[TEXT PROVIDED]:

== == ==

The Hashtable Packing Problem

2025-06-08 03:04:00
backscattering.de

This is part of my project aiming to

establish theoretical limits for bitboard based move generation in chess
and similar games
get as close to them as practically possible.

The Hashtable Packing Problem is an optimization problem encountered when
tuning Magic Bitboards in chess. Anyone trying to tackle it will have
suspected
that it is a hard problem, but (to my knowledge) so far no one has bothered
proving that.

But indeed: The abstract Hashtable Packing Problem is strongly
$\mathcal{NP}$-complete.
We can therefore stop looking for optimal solutions and instead
use heuristics (and still sleep well).

To follow the proof, no knowledge about chess or Magic Bitboards is required.
A brief discussion about the implications for Magic Bitboards follows at the end.

Definitions

Definition: A Hashtable (for our purposes) is a list of integers
$\bar{b_0}, b_0, \ldots, \bar{b_i}, b_i, \ldots, \bar{b_n} $.

This means in memory it consists of $\bar{b_0}$ occupied buckets, followed by
$b_0$ empty buckets, followed by $\bar{b_1}$ occupied buckets, and so
on, alternating, ending with $\bar{b_n}$ occupied buckets.

Now imagine trying to arrange multiple hashtables in memory, possibly
overlapping, while trying to minimize the used space.

Definition: A Hashtable Packing for a list of hashtables
$B_0, \ldots, B_m$ is a list of integer offsets $o_0, \ldots, o_m$.

A hashtable packing is valid if none of the occupied buckets overlap, when
building a combined hashtable by placing the hashtables at the given offsets
in memory. That would be a hash
collision for the combined table!

== == ==

[INFORMATION GIVEN]:
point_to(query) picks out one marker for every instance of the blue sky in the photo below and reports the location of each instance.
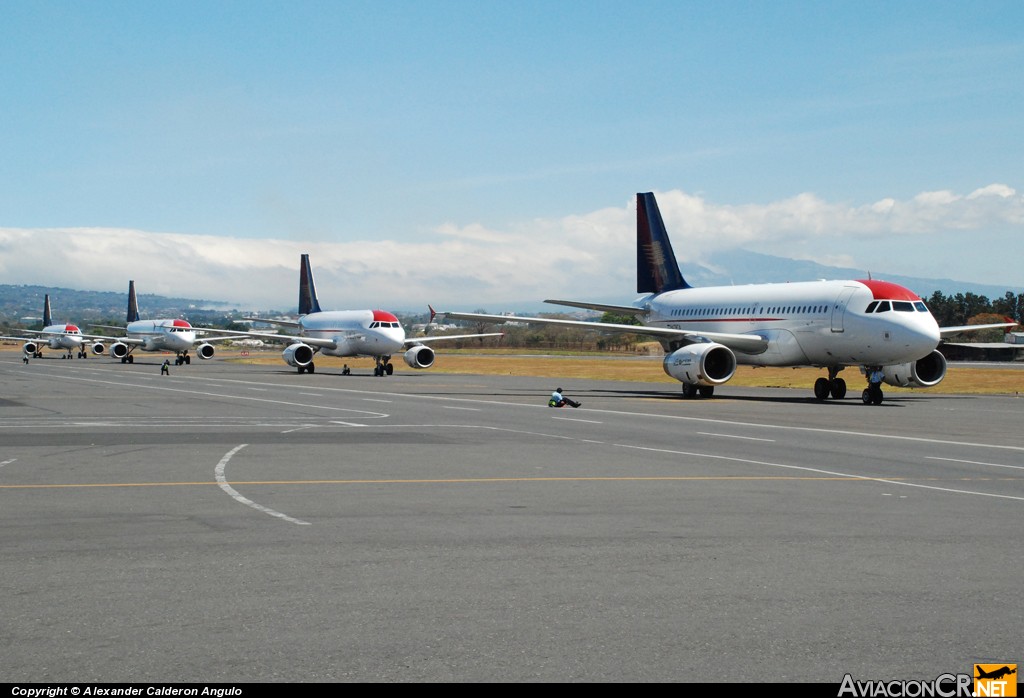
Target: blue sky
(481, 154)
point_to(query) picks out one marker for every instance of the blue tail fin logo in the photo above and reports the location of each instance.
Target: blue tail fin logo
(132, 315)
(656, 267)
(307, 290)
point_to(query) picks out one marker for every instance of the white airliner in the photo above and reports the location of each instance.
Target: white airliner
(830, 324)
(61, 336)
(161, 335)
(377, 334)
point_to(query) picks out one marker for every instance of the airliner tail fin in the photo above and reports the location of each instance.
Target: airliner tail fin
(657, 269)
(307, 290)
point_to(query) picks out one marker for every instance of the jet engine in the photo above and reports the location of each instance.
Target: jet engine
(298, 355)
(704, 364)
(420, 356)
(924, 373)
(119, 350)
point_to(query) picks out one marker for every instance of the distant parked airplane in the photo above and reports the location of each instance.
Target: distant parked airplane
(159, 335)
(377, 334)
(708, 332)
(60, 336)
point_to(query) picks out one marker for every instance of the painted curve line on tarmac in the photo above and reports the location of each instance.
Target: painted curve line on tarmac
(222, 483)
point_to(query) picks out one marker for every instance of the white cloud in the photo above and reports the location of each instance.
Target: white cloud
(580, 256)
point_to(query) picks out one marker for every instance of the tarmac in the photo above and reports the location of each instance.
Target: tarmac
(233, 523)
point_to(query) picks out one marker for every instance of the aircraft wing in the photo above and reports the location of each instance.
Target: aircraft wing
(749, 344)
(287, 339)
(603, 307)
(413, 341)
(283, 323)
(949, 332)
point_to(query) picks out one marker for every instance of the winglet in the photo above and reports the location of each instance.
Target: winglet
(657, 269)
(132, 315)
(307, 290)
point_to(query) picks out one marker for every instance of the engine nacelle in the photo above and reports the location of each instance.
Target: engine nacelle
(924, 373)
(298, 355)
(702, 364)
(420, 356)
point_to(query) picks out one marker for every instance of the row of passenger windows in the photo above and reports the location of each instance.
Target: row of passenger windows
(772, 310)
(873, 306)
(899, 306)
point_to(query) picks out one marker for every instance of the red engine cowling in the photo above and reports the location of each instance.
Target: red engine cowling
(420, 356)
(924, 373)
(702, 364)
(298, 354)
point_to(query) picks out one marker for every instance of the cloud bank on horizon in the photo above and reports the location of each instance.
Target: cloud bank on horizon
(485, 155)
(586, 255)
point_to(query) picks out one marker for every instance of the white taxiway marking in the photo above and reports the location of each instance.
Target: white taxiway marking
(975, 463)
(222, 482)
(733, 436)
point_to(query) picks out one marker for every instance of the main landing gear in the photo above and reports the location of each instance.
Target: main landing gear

== == ==

[INSTRUCTIONS FOR THE TASK]:
In the text on the Hashtable Packing Problem, when is a hashtable packing considered valid?

[ANSWER TO THE PROBLEM]:
It is valid if none of the occupied buckets overlap when the hashtables are placed at the given offsets to build a combined hashtable.